Back-and-forth emails between Rosen and senior administration officials released by the Oversight Committee showed Rosen expressing skepticism relating to the fraud claims, including the Olsen-proposed lawsuit and separate requests to probe alleged fraud in New Mexico and Georgia. On the Olsen case, Rosen expressed his concerns about a lack of Supreme Court precedent. Ultimately, the DoJ didn’t sign off on the Olsen complaint.
Rosen served as Trump’s deputy attorney general between May 2019 and December 2020, and succeeded Bill Barr as attorney general when the latter resigned on 23 December 2020. Trump had expressed deep satisfaction with Barr’s performance in the final two months of his work as attorney general, going so far as to allege that the justice department and the FBI were possibly “involved” in the “totally rigged” elections. Barr indicated repeatedly that he saw no evidence to suggest that the election results would be manipulated starting in the summer of 2020, when Trump first began complaining about the supposed fraud-related dangers of unsolicited mail-in ballots.
Despite claiming to have “hundreds and hundreds” of sworn affidavits and “thousands” of witness testimonies regarding fraud, the Trump campaign failed to get any of its cases heard in a state court. However, recently, new election audits in Georgia and Arizona have shown some irregularities, prompting Donald Trump to once again reiterate his long-standing allegations that the election was “stolen” from him.

DIRECTIVES:
**a)** In the excerpt about Rosen and the election fraud claims, what concern did Rosen raise about the Olsen case?
**b)** From the excerpt about Rosen and the election fraud claims, set down everything from "Back-and-forth emails between" down to "the Olsen complaint.".

(Point annotation records)
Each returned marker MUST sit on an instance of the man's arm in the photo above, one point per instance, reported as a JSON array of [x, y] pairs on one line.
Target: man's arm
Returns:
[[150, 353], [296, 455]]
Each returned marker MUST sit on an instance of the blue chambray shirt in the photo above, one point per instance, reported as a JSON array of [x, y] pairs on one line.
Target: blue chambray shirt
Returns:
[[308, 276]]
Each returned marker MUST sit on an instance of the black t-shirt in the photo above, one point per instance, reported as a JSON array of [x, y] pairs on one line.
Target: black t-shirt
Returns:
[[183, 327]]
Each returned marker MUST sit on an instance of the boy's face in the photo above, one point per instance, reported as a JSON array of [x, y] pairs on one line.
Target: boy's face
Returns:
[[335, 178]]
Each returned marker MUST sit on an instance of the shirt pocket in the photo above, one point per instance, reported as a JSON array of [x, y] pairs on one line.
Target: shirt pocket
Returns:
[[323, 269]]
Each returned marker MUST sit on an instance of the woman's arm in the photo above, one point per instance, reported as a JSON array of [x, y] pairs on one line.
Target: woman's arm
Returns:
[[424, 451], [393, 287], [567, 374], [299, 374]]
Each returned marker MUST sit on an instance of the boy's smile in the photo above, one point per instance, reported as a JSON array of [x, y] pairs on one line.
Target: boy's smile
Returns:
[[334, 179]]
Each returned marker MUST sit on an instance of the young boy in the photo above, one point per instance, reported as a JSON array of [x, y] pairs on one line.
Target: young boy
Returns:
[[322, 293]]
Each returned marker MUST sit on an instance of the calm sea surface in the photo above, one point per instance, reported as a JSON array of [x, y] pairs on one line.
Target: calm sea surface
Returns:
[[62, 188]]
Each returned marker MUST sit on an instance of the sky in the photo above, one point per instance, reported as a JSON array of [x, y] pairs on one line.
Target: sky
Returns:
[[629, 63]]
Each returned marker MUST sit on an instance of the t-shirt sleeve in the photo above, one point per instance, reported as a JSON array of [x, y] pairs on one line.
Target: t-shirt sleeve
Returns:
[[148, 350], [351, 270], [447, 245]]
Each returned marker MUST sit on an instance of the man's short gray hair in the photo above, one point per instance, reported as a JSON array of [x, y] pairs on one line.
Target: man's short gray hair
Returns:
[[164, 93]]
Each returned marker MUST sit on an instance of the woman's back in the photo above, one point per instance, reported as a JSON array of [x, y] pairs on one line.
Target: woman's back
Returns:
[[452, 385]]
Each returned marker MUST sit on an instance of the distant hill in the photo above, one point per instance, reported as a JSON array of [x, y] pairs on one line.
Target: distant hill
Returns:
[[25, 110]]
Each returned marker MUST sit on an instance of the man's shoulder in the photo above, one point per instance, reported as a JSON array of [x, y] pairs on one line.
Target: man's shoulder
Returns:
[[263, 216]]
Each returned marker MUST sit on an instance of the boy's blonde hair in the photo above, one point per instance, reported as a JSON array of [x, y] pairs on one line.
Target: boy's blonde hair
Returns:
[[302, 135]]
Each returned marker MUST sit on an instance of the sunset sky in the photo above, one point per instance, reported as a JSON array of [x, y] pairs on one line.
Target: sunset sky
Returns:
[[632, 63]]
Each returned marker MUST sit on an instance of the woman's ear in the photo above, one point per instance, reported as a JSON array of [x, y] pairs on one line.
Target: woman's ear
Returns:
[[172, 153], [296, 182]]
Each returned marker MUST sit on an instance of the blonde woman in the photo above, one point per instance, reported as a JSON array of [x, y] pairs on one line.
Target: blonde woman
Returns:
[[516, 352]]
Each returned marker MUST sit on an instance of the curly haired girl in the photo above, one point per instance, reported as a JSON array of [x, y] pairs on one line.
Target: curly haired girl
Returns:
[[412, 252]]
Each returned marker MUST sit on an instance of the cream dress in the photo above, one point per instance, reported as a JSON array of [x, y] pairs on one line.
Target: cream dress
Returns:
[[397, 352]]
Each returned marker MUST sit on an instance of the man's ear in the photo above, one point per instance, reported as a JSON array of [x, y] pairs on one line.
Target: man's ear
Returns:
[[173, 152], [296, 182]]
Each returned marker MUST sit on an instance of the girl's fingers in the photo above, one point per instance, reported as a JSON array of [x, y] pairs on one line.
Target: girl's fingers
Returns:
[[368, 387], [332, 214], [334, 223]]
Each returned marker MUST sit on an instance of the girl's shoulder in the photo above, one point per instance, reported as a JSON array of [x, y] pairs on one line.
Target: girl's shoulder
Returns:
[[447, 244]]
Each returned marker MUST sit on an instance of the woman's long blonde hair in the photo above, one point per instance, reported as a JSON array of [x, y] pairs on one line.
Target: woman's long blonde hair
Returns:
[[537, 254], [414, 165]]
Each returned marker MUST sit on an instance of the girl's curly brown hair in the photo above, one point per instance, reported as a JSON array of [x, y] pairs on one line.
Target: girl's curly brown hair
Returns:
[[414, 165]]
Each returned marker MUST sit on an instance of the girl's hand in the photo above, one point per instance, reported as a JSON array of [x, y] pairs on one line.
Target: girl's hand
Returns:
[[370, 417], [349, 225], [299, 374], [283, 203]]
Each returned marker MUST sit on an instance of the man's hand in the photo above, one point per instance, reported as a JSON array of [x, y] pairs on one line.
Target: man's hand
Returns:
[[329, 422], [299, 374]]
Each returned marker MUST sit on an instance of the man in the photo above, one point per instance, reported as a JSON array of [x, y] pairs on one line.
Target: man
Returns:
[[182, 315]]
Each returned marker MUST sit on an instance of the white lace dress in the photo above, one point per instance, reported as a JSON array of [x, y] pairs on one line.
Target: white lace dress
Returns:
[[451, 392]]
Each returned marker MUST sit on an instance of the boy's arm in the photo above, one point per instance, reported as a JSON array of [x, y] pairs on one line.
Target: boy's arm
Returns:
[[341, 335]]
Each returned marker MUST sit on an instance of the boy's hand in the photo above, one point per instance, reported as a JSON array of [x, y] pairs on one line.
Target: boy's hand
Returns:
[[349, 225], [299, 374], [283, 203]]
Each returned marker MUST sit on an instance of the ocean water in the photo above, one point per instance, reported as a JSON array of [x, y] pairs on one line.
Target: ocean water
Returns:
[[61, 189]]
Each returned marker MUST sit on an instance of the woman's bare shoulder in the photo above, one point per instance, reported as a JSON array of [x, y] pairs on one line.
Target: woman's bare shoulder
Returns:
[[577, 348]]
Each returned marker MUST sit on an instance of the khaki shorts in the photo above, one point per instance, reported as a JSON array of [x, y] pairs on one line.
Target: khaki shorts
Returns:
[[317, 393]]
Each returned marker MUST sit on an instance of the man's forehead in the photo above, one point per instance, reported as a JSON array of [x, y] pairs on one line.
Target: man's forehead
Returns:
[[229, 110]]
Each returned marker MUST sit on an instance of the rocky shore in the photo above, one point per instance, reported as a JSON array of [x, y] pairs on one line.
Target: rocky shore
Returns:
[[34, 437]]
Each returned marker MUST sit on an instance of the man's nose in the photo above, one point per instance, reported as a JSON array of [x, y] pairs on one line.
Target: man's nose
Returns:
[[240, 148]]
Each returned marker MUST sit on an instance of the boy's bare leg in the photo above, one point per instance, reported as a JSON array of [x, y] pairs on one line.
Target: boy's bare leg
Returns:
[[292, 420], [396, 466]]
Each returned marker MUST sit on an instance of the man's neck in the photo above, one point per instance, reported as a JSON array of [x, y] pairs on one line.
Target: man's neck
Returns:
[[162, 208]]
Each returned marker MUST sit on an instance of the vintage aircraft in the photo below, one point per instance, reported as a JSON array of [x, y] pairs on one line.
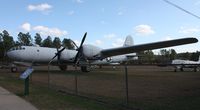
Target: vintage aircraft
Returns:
[[181, 64], [84, 55]]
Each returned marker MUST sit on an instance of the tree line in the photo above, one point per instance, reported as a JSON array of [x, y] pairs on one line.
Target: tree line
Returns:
[[7, 41]]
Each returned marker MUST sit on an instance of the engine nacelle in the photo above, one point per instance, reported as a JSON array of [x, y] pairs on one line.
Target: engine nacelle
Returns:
[[91, 51]]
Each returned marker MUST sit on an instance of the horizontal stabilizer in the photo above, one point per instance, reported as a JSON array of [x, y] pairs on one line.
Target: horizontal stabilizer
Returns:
[[148, 46]]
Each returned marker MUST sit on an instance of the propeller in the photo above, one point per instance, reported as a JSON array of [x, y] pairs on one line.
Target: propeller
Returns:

COMPLETE ANSWERS:
**a)** A lack of Supreme Court precedent.

**b)**
Back-and-forth emails between Rosen and senior administration officials released by the Oversight Committee showed Rosen expressing skepticism relating to the fraud claims, including the Olsen-proposed lawsuit and separate requests to probe alleged fraud in New Mexico and Georgia. On the Olsen case, Rosen expressed his concerns about a lack of Supreme Court precedent. Ultimately, the DoJ didn’t sign off on the Olsen complaint.